SET TASK –
Return every line below that contains the string "mast".

## Start DATA FOR THE TASK

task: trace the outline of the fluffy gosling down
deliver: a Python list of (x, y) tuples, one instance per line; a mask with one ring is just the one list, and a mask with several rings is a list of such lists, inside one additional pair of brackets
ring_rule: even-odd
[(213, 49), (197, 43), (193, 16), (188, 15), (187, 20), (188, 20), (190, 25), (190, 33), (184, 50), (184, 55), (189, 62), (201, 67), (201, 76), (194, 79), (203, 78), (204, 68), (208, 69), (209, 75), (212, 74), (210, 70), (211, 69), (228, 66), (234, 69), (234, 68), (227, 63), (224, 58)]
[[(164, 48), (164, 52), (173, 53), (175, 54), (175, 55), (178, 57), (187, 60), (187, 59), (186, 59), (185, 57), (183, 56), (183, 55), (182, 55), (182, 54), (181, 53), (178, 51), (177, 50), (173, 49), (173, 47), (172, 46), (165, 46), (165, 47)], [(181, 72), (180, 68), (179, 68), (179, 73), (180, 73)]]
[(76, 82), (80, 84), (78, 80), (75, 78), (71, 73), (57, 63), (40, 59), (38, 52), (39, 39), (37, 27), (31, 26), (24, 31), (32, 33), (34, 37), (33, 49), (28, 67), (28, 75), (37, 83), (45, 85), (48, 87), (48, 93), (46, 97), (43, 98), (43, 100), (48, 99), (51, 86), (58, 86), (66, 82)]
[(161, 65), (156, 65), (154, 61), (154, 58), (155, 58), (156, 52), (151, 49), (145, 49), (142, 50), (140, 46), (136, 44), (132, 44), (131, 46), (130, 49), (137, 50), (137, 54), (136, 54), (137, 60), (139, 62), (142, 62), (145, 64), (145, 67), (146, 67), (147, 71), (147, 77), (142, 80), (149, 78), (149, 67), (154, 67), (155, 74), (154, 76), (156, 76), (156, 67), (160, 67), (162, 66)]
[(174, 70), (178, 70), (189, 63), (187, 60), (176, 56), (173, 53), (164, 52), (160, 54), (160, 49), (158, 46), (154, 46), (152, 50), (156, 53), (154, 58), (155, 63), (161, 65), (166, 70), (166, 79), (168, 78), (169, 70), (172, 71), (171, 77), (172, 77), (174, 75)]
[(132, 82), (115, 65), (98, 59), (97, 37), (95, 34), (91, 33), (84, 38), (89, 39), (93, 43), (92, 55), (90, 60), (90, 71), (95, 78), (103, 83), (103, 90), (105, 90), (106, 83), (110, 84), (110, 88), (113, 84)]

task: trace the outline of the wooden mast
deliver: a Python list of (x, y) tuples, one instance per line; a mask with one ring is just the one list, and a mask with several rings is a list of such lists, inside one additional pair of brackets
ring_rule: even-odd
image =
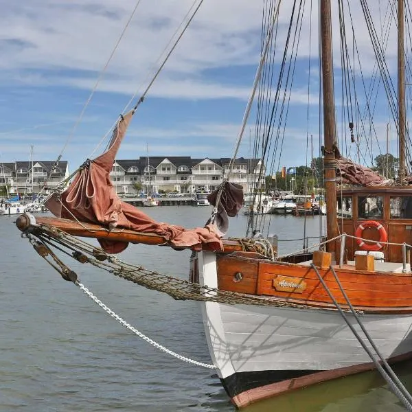
[(405, 168), (405, 57), (404, 41), (404, 0), (398, 0), (398, 110), (399, 128), (399, 179), (404, 184)]
[[(330, 0), (321, 0), (321, 41), (322, 89), (323, 95), (324, 177), (326, 201), (326, 230), (328, 239), (339, 235), (336, 220), (336, 181), (335, 162), (335, 113), (332, 54)], [(328, 252), (336, 251), (336, 244), (327, 244)]]

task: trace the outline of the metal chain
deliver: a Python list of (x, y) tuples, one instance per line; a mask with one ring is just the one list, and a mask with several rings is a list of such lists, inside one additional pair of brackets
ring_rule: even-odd
[(202, 367), (206, 367), (207, 369), (214, 369), (215, 366), (213, 365), (209, 365), (208, 363), (203, 363), (203, 362), (198, 362), (197, 360), (194, 360), (194, 359), (190, 359), (190, 358), (187, 358), (186, 356), (183, 356), (183, 355), (179, 355), (176, 352), (165, 347), (164, 346), (160, 345), (160, 343), (157, 343), (150, 338), (146, 336), (145, 334), (137, 330), (135, 328), (132, 326), (130, 323), (128, 323), (124, 319), (121, 318), (118, 314), (115, 314), (110, 308), (106, 306), (101, 300), (100, 300), (96, 296), (95, 296), (87, 288), (84, 286), (82, 283), (78, 281), (74, 282), (74, 284), (76, 286), (78, 286), (84, 293), (84, 295), (89, 296), (91, 300), (98, 304), (104, 312), (110, 314), (113, 319), (116, 319), (121, 325), (123, 325), (125, 328), (127, 328), (129, 330), (131, 330), (135, 334), (137, 335), (139, 338), (141, 338), (144, 341), (146, 341), (148, 343), (150, 343), (154, 347), (168, 354), (169, 355), (174, 356), (174, 358), (177, 358), (181, 360), (183, 360), (184, 362), (187, 362), (187, 363), (192, 363), (192, 365), (196, 365), (197, 366), (201, 366)]

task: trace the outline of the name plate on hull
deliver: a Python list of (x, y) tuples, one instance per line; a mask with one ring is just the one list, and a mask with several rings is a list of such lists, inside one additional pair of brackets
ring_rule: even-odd
[(300, 277), (277, 276), (272, 281), (272, 286), (279, 292), (303, 293), (306, 288), (306, 282)]

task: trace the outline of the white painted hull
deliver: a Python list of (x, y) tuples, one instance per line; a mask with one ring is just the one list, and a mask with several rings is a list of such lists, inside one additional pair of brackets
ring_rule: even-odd
[(40, 211), (47, 211), (47, 209), (45, 206), (43, 206), (37, 203), (27, 203), (25, 205), (20, 203), (16, 205), (12, 204), (10, 207), (6, 207), (5, 205), (0, 207), (0, 215), (4, 216), (19, 215), (25, 212), (35, 213)]
[[(217, 287), (215, 256), (199, 253), (201, 284)], [(360, 365), (371, 363), (337, 311), (201, 304), (211, 359), (229, 396), (239, 407), (269, 393), (299, 387), (299, 378), (306, 386), (359, 371)], [(353, 316), (348, 317), (365, 339)], [(385, 358), (412, 352), (412, 314), (364, 314), (360, 318)]]

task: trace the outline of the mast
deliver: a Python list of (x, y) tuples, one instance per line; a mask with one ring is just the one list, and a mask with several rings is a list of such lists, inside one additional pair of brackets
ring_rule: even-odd
[[(323, 135), (325, 145), (324, 176), (328, 239), (339, 235), (336, 220), (336, 179), (335, 162), (335, 116), (332, 54), (330, 0), (321, 0), (321, 42), (322, 89), (323, 97)], [(328, 252), (336, 251), (334, 242), (328, 243)]]
[(398, 110), (399, 127), (399, 180), (404, 184), (405, 168), (405, 57), (404, 54), (404, 0), (398, 0)]
[(150, 162), (149, 161), (149, 145), (146, 143), (146, 167), (148, 168), (148, 190), (147, 190), (147, 196), (150, 196), (152, 194), (152, 179), (150, 178)]

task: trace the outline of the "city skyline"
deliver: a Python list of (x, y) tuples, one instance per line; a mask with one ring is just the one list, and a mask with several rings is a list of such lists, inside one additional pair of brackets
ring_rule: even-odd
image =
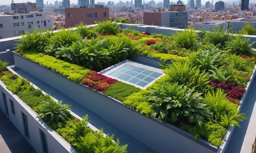
[[(56, 0), (43, 0), (43, 3), (44, 4), (46, 4), (47, 2), (48, 1), (48, 3), (50, 4), (50, 3), (52, 3), (53, 4), (54, 4), (54, 1), (56, 1)], [(62, 1), (62, 0), (57, 0), (58, 1)], [(70, 3), (78, 3), (78, 0), (70, 0)], [(134, 3), (134, 0), (132, 0), (133, 1), (133, 4)], [(149, 2), (151, 0), (144, 0), (145, 1), (145, 2)], [(154, 0), (156, 2), (163, 2), (163, 0)], [(0, 6), (2, 5), (11, 5), (11, 0), (8, 0), (8, 1), (9, 1), (9, 2), (8, 2), (8, 1), (5, 1), (4, 2), (3, 1), (1, 1), (0, 2)], [(131, 0), (95, 0), (95, 3), (97, 3), (98, 2), (105, 2), (105, 3), (107, 3), (108, 1), (114, 1), (114, 3), (119, 3), (119, 1), (122, 1), (123, 2), (125, 2), (126, 1), (130, 1)], [(173, 2), (176, 2), (178, 0), (170, 0), (170, 2), (171, 1), (173, 1)], [(181, 0), (184, 3), (185, 3), (185, 4), (186, 4), (187, 3), (187, 0)], [(212, 0), (201, 0), (201, 4), (204, 5), (206, 3), (206, 2), (209, 1), (210, 2), (212, 2)], [(218, 2), (219, 1), (220, 1), (220, 0), (213, 0), (213, 3), (215, 3), (215, 2)], [(232, 3), (232, 1), (231, 1), (230, 0), (222, 0), (224, 2), (228, 2), (230, 3)], [(36, 3), (36, 0), (14, 0), (14, 3), (26, 3), (28, 1), (30, 1), (32, 3)], [(237, 0), (235, 2), (239, 2), (239, 0)], [(143, 3), (143, 0), (142, 0), (142, 3)], [(256, 3), (256, 0), (249, 0), (249, 3)]]

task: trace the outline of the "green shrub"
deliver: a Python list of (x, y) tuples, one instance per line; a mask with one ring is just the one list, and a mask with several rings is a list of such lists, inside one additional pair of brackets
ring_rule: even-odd
[(97, 37), (96, 34), (90, 29), (90, 26), (86, 24), (84, 24), (83, 22), (80, 21), (79, 24), (76, 25), (76, 28), (78, 33), (80, 34), (83, 38), (88, 37), (91, 38)]
[(9, 64), (9, 63), (4, 61), (3, 62), (0, 60), (0, 72), (3, 71), (6, 69), (6, 66)]
[(47, 68), (52, 69), (75, 82), (82, 80), (90, 70), (71, 64), (54, 57), (34, 52), (24, 52), (23, 56)]
[(174, 37), (174, 40), (177, 45), (187, 49), (194, 49), (197, 41), (196, 39), (196, 32), (189, 29), (177, 32)]
[(25, 31), (25, 35), (22, 35), (22, 38), (17, 40), (19, 43), (16, 44), (15, 49), (19, 51), (26, 51), (30, 49), (36, 50), (39, 52), (44, 52), (45, 47), (48, 45), (48, 39), (51, 35), (49, 31), (37, 30), (36, 26), (32, 33), (29, 31)]
[(105, 21), (94, 21), (95, 24), (98, 24), (97, 26), (94, 27), (93, 29), (96, 31), (104, 35), (116, 35), (119, 33), (120, 26), (115, 22), (112, 22), (110, 20)]
[(253, 43), (250, 43), (250, 39), (241, 34), (235, 34), (235, 38), (228, 42), (227, 48), (231, 53), (237, 55), (251, 55), (252, 46)]
[(56, 101), (50, 96), (48, 99), (42, 101), (42, 109), (40, 110), (37, 117), (43, 118), (46, 122), (54, 123), (67, 119), (70, 115), (70, 105), (62, 104), (62, 101)]
[(121, 101), (123, 101), (126, 97), (141, 90), (133, 85), (119, 81), (112, 84), (110, 87), (105, 91), (105, 94), (106, 96), (109, 96)]
[(213, 28), (213, 31), (208, 30), (205, 35), (206, 41), (221, 49), (224, 48), (227, 42), (231, 40), (231, 33), (223, 30), (222, 27), (220, 26), (217, 29)]
[(68, 46), (82, 39), (77, 31), (65, 30), (62, 28), (58, 32), (54, 33), (49, 40), (49, 45), (46, 47), (46, 52), (50, 56), (54, 56), (55, 52), (61, 46)]

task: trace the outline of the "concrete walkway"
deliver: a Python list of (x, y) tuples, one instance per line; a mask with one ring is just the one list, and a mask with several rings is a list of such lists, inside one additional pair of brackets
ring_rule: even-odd
[(36, 153), (1, 109), (0, 125), (0, 153)]
[(256, 80), (253, 80), (245, 103), (241, 108), (241, 113), (249, 119), (240, 123), (241, 128), (235, 126), (231, 139), (226, 150), (227, 153), (251, 153), (252, 143), (256, 134)]
[(82, 117), (86, 114), (89, 116), (90, 123), (98, 129), (103, 128), (104, 133), (109, 133), (110, 135), (115, 134), (115, 139), (119, 138), (120, 144), (124, 145), (128, 144), (127, 150), (129, 153), (139, 153), (148, 152), (155, 153), (155, 152), (144, 144), (130, 136), (125, 132), (117, 128), (112, 124), (106, 121), (94, 113), (79, 104), (70, 98), (66, 97), (56, 89), (53, 88), (44, 82), (32, 76), (30, 74), (17, 68), (13, 69), (21, 76), (29, 80), (31, 83), (41, 88), (43, 91), (50, 94), (58, 100), (62, 100), (63, 104), (71, 105), (72, 111)]

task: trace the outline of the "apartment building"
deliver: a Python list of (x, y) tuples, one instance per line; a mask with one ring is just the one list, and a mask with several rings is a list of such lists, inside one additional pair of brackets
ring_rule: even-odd
[(46, 17), (45, 12), (0, 14), (0, 38), (18, 36), (26, 31), (32, 33), (36, 26), (39, 30), (51, 29), (52, 18)]
[(94, 24), (95, 21), (105, 21), (109, 18), (108, 7), (66, 8), (66, 27), (72, 27), (80, 21), (87, 24)]
[(184, 28), (187, 26), (186, 11), (144, 12), (144, 24)]

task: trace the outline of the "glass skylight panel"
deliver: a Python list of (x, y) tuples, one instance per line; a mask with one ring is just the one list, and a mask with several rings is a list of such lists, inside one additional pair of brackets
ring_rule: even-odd
[(164, 75), (162, 70), (126, 60), (103, 70), (102, 74), (142, 89)]

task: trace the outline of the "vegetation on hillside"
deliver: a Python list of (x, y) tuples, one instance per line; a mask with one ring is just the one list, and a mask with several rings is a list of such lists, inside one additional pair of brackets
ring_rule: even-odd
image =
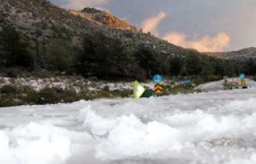
[(85, 33), (81, 44), (59, 37), (34, 49), (30, 41), (11, 25), (0, 31), (0, 68), (49, 70), (58, 73), (95, 76), (104, 80), (148, 79), (156, 73), (170, 76), (254, 75), (253, 61), (237, 62), (201, 55), (188, 50), (178, 56), (159, 53), (144, 44), (125, 45), (118, 38), (103, 33)]

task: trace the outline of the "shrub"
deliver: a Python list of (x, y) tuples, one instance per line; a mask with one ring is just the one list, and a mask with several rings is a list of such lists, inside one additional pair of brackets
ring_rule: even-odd
[(2, 94), (19, 94), (21, 93), (21, 89), (17, 86), (6, 84), (0, 88), (0, 93)]
[(57, 103), (61, 101), (61, 93), (62, 91), (55, 88), (45, 88), (38, 92), (37, 103)]

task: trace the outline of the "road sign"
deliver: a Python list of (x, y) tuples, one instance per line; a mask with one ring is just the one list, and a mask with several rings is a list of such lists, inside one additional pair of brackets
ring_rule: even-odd
[(155, 75), (153, 77), (153, 81), (154, 83), (161, 83), (162, 81), (162, 76), (161, 75)]
[(246, 78), (246, 75), (244, 73), (240, 73), (239, 78), (240, 79), (244, 79), (244, 78)]

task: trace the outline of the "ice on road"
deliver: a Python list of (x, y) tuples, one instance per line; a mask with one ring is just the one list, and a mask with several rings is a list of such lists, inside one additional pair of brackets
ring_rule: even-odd
[(2, 107), (0, 163), (256, 163), (256, 89)]

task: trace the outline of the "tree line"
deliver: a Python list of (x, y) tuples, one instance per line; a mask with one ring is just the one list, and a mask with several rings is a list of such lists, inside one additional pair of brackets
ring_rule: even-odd
[(170, 55), (146, 44), (132, 47), (120, 38), (101, 33), (85, 33), (82, 38), (79, 44), (62, 37), (32, 41), (24, 39), (14, 27), (3, 26), (0, 31), (0, 68), (46, 69), (105, 80), (144, 80), (157, 73), (206, 78), (233, 76), (240, 72), (256, 74), (253, 60), (220, 60), (191, 49)]

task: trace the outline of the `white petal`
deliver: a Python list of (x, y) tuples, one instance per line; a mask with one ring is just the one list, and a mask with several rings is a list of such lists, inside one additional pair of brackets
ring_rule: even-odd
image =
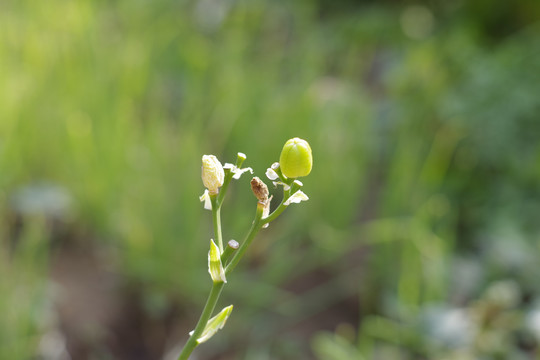
[(278, 186), (278, 185), (282, 185), (283, 186), (283, 190), (287, 191), (289, 190), (291, 187), (287, 184), (285, 184), (284, 182), (281, 182), (281, 181), (272, 181), (272, 184), (274, 184), (274, 186)]
[(277, 172), (274, 171), (274, 169), (268, 168), (266, 170), (266, 177), (270, 180), (277, 180), (279, 178), (279, 175), (277, 174)]
[(233, 175), (233, 179), (240, 179), (240, 176), (242, 176), (243, 173), (245, 173), (246, 171), (249, 171), (250, 173), (253, 174), (253, 169), (252, 168), (244, 168), (244, 169), (236, 169), (236, 170), (233, 170), (234, 172), (234, 175)]
[(201, 202), (204, 201), (204, 208), (206, 210), (212, 210), (212, 200), (210, 200), (210, 195), (208, 194), (208, 189), (204, 190), (204, 193), (199, 196)]
[(289, 204), (291, 203), (295, 203), (295, 204), (298, 204), (299, 202), (301, 201), (308, 201), (309, 200), (309, 197), (304, 194), (301, 190), (298, 190), (297, 192), (295, 192), (294, 194), (292, 194), (288, 199), (287, 201), (285, 201), (283, 203), (283, 205), (285, 206), (288, 206)]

## End DATA FOR THE TASK

TASK ANSWER –
task: trace the outline of the wooden mast
task: trace the outline of the mast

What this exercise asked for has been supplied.